### Records pointing to named objects
════

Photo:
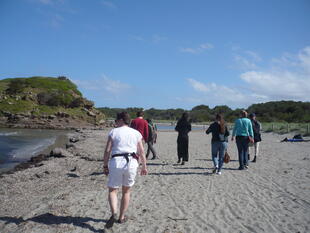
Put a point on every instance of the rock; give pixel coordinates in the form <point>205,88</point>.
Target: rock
<point>60,153</point>
<point>51,117</point>
<point>89,113</point>
<point>70,145</point>
<point>74,139</point>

════

### Written request
Switch every "rock" in the records to "stone" and leave everything else as it is. Omit the pictures from your answer.

### Final answer
Photo:
Put a point on every instance of the stone; give pixel coordinates in the form <point>205,88</point>.
Target: stone
<point>60,153</point>
<point>51,117</point>
<point>89,113</point>
<point>70,145</point>
<point>74,139</point>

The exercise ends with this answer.